__O que fazer__
Escreva a continuação do trecho sobre a série com Percy, Annabeth e Medusa, a partir da última frase dele.

__Trecho do texto__
■ ■ ■ ■ ■

Na série, a história teve uma pequena mudança, para que fique mais leve. A personagem conta que idolatrava a deusa Atena, mas essa não a notava. Poseidon, então, apareceu na vida dela, e começou a fazê-la sentir-se especial, reforçando que a amava. Atena não gostou nada disso e a amaldiçoou daquela forma. Como se tivesse sentido ciúme por justo Poseidon, um dos deuses que ela mais detestava, ter ganhado a admiração da jovem mortal. Acredito que a parte sobre abuso tenha sido cortada pois é uma série voltada para o público jovem, então assuntos pesados e mais sombrios são atenuados para que não cause grande choque. Em matéria da Variety, a esposa do escritor fala um pouco sobre a decisão.

Novamente, o questionamento a respeito da bondade dos deuses e sua atenção para com os filhos e demais mortais é colocado à prova. Medusa indaga a adoração de Annabeth pela mãe Atena, destacando o quanto elas são iguais pois também sentia o mesmo, até ser amaldiçoada. Também reforça que os deuses não são justos, e sim intimidadores: “Os deuses querem que acredite nisso. Que eles são infalíveis. Mas só querem o que os intimidadores querem, eles querem que a gente se culpe pelos próprios defeitos deles”. Annabeth continua rebatendo que ela mente, mas percebemos que Percy analisa com mais atenção o que Medusa aponta, principalmente quando ele a acompanha até a cozinha e ela oferece ajuda em troca dele trair os amigos.

Relação Percy e Annabeth: Percabeth

A dinâmica entre Percy e Annabeth também é explorada, entretanto, com mais brigas. É comum que os dois briguem no começo, discutam o tempo inteiro sobre coisas simples, mas na série isso é visto com maior intensidade. Em alguns momentos, no livro, eles conseguem conversar tranquilos e mostrarem empatia um pelo outro, mas isso não é visto nessa produção. A interação deles, que deveria começar com ela acompanhando-o em algumas coisas do acampamento, começa, na série, apenas quando ele decide chamar ela para a missão, sendo as anteriores apenas aparições curtas e de poucas palavras.

■ ■ ■ ■ ■

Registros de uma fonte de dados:
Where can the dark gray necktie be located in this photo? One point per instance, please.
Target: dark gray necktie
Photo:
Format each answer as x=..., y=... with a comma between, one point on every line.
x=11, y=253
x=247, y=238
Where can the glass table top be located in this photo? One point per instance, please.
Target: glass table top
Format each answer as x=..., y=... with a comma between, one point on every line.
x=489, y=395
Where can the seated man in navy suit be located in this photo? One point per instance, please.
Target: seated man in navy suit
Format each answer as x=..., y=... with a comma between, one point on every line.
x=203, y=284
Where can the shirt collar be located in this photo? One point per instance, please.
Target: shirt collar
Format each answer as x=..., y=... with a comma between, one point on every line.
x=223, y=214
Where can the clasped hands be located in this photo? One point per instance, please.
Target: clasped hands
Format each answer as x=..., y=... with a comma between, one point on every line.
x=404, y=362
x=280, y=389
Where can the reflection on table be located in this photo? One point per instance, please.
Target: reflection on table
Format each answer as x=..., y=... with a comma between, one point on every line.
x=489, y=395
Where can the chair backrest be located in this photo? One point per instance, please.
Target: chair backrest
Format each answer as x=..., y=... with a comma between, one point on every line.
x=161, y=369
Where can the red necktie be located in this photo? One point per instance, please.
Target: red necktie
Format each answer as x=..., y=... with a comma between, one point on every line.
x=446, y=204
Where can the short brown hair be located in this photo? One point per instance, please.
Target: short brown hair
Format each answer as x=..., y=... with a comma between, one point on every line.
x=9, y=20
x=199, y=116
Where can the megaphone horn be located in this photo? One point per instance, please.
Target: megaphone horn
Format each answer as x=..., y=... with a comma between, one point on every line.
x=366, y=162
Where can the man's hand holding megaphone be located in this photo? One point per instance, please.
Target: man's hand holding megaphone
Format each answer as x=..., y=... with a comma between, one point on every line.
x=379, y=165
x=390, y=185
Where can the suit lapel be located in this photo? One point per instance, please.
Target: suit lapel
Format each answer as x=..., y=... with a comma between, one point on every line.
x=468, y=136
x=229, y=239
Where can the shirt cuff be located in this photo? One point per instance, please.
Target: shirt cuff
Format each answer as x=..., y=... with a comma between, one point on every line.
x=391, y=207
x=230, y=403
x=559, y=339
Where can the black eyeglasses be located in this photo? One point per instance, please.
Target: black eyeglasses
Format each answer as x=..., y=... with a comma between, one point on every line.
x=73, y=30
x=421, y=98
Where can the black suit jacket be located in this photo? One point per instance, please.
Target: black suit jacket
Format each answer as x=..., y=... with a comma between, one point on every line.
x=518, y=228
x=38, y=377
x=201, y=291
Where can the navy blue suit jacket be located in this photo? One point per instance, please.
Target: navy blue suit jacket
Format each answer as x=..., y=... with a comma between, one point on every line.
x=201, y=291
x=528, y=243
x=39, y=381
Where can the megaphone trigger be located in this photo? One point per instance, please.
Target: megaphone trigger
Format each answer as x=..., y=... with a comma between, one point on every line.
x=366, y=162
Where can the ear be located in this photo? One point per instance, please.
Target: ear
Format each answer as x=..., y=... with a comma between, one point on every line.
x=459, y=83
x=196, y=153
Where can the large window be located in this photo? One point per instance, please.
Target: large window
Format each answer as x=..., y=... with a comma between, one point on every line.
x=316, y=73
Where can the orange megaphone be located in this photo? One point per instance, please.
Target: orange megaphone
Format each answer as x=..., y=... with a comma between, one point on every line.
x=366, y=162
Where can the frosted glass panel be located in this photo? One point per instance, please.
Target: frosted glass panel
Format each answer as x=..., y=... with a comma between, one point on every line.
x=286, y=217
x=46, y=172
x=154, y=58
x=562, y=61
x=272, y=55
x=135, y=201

■ ■ ■ ■ ■

__Sua resposta__
Dessa forma, sobra tudo para esse terceiro episódio, e eles “de cara” se detestam. Annabeth adora liderar e faz isso naturalmente. Entretanto, sua atitude chega a ser um pouco “mandona”, o que deixa Percy incomodado. Ela mostra querer sempre estar certa e à frente, e costuma ignorar a opinião dos outros, reforçando que ela sabe o melhor para a missão. Por um lado, é importante trazer mulheres independentes e líderes, mas se não for feito com cuidado, criará efeito contrário, reforçando estereótipos de menina “surtada”, entre outros. Aguardemos como os produtores trabalharão com isso.


Percy e Annabeth discutindo no começo da missão (Foto: reprodução/Disney+)


Percy não fica por fora também, rebatendo qualquer coisa que ela fala e tratando algumas coisas sérias com desdém. A discussão entre os dois fica mais séria após matar a Medusa, e Grover entra no meio para tentar apaziguar e ao mesmo tempo fazer com que eles esclareçam o que está acontecendo. O sátiro critica a insensibilidade de Percy ao pedir que Annabeth deixasse o boné que ganhou da mãe para trás, ao passo que questiona do que ele tem tanto medo, visto que está tratando todos mal. Já para a semideusa, ele chama a atenção dela por criticar Percy por focar em salvar a mãe.

Também é revelado ali que Percy escolheu os dois para ir à missão devido à fala do Oráculo. Ele conta que a profecia dizia que ele seria traído por aquele que chamaria de amigo, então escolheu Annabeth por achar que eles nunca seriam amigos, e Grover por acreditar que este nunca o trairia. Mas ele logo sente que pesou o clima, e quer se desculpar com Annabeth.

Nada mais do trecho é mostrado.